Stated goal: Quote every line as written. Omit pictures.

Part of a data file:
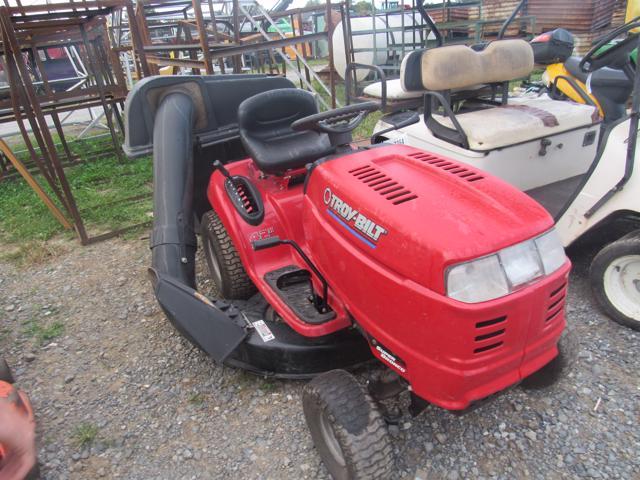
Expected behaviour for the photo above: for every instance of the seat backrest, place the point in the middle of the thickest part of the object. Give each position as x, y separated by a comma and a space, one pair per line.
458, 66
265, 130
270, 114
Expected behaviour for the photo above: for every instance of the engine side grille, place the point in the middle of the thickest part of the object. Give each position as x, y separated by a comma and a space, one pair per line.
383, 184
248, 202
490, 335
465, 173
556, 303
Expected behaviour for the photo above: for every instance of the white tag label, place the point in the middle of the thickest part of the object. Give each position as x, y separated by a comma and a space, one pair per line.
263, 331
399, 140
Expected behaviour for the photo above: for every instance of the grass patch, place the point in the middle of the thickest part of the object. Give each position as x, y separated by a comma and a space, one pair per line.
31, 252
4, 333
84, 435
99, 186
43, 333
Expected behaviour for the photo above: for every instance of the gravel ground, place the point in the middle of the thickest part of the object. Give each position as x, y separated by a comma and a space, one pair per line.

Response:
Expected behaviour for the photo above: for every instance of the seat backrest, place the point in the middle of the thickest part of the object. Give each position as x, y separated by a comma and a space, one pair per line.
458, 66
265, 130
270, 114
Expected behaviour for the photo above: for every instance of the engine side grille, place the point in the middle of the thickest part of the object. Give each position as x, y separated by a comma and a space, one pair per line.
383, 184
248, 202
490, 335
465, 173
556, 303
Expected behaviour for the photo above: for every instance of the white tag label, place the point in the middle of the thickest part of the object. Give each position as x, y separated by a comma and a space, one pair per line.
263, 331
399, 140
Expected behaviour for the photo above: for every instance of the grass patch, place the point in the middle of the thickest part of the object. Give each position as x, y separated by a comma and a space, one pair per line.
31, 252
4, 333
84, 435
99, 186
43, 333
Expected behaviour for the photo above: for every instance of the gravel ground, place the point in the middle of the thickest part of the object. Give each position as x, y separated by a comma and a space, one pair per line.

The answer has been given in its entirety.